> **Work required**: Rewrite every line of the records from the line with "Highlight the blue" up to and including the line with "451,140,494,285", adding 37 to each bounding box coordinate in the answers and keeping all other lines as they are.

> **Source records**:
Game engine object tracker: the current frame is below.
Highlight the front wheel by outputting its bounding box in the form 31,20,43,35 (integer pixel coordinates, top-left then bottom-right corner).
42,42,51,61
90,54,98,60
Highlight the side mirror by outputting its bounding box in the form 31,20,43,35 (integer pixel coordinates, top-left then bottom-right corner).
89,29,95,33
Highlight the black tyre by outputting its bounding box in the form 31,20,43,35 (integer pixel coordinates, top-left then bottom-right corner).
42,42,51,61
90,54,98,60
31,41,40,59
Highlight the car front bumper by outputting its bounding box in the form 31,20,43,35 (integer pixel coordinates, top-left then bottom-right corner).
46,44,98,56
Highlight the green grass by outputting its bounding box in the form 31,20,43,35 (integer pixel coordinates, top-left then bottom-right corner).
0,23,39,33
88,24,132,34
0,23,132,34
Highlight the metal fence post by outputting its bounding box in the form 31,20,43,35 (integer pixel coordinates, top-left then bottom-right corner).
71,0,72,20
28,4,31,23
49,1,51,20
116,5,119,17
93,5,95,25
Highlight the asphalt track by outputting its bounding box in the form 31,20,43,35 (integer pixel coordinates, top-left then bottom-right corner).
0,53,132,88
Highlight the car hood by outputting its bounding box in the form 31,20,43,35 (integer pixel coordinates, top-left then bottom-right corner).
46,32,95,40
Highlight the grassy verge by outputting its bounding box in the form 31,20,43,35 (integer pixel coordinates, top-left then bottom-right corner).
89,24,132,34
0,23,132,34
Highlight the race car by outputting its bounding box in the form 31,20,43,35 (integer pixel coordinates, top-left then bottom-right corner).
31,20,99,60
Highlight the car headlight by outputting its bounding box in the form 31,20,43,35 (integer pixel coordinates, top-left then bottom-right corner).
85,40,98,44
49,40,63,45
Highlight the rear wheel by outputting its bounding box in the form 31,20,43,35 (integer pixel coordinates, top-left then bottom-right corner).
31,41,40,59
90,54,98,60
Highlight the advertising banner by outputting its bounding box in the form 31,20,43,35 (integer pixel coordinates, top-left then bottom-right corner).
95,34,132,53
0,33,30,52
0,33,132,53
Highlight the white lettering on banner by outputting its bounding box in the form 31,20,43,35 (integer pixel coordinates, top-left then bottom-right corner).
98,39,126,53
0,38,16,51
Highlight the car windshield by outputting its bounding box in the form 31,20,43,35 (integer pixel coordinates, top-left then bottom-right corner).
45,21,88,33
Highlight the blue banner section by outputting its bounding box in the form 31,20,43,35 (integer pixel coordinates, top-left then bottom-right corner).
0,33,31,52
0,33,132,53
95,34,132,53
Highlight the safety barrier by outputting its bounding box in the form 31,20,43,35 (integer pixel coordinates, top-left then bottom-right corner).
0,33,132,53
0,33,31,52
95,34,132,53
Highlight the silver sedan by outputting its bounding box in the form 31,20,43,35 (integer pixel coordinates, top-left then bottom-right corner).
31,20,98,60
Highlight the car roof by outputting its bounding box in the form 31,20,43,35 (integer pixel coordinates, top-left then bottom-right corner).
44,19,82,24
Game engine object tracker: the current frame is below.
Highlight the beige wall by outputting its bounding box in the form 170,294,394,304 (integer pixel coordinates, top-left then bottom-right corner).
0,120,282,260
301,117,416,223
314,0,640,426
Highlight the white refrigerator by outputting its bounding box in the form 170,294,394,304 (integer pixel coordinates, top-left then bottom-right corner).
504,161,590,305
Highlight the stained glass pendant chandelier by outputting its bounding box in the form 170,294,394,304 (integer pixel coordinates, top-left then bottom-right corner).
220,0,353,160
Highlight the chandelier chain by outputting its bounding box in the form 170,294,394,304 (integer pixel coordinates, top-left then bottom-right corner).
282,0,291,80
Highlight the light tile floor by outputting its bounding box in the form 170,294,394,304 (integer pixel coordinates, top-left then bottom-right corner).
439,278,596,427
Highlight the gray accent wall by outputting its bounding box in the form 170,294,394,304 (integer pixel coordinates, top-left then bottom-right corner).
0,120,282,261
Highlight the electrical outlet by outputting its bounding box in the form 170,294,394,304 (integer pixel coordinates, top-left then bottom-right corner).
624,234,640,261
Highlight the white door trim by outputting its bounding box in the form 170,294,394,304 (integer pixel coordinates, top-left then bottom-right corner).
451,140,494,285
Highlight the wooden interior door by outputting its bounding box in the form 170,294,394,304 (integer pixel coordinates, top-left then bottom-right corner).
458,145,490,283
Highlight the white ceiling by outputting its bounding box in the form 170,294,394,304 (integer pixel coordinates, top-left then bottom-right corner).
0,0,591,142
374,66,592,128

> **Answer to the exercise**:
Highlight the blue banner section by outputting its bounding box in the form 31,20,43,35 (integer pixel coordinates, top-left then bottom-right corner).
37,70,68,89
37,70,169,90
132,71,169,90
Highlight the safety barrier by outputting its bounding box in the form 31,20,43,35 (integer pixel coordinates, top-left then bottom-right corner).
37,70,169,90
37,70,68,89
132,71,169,90
Highlight the silver sedan by outputting its bounding box in the form 31,20,43,35 (integer pixel coordinates, top-left then bottom-right corner).
68,57,135,97
Highlight the car roof by outputting its bounding box in the form 31,20,43,35 (integer pixel coordinates, top-left then bottom-right corner).
81,56,119,61
Game engine object tracker: the current frame is below.
Highlight the beige wall by outputting its bounding box in the form 170,294,394,304 (integer pixel coordinates, top-left then bottom-right corner).
37,157,319,297
338,154,453,260
351,37,677,463
Highlight the white refrigerator by outputting its bounding box in the form 170,294,394,304 (integer pixel coordinates, top-left then bottom-right corner).
541,198,627,342
Highlight the stained glass pendant chandelier by outputting its bounding box in the form 170,294,394,304 (integer pixel coordinates, top-left then bottom-right corner).
257,37,390,197
Highlight the chandelier chain by outputting its bounding box in the form 170,294,394,304 (integer pixel coordinates, top-left then bottom-right corner).
319,37,328,117
Highlight the light tile floor by outputting its bounding box in the form 170,294,394,304 (integer pixel coordinates, top-left then bottom-right corner).
476,315,633,464
Highlight the gray accent wall by outputting its bounding box in the form 170,294,394,304 (integer pixel coordinates, top-left then bottom-right corner).
37,157,319,298
Highlight the electrical outlet by outputting its bounding box in the form 170,294,394,304 (integer pixel coordinates, top-left then bottom-right corner).
661,271,677,298
Highlight the white door trim by outputting its bounding box in the form 170,294,394,304 (integer pixel coordinates, top-left then bottom-right corner).
488,177,531,322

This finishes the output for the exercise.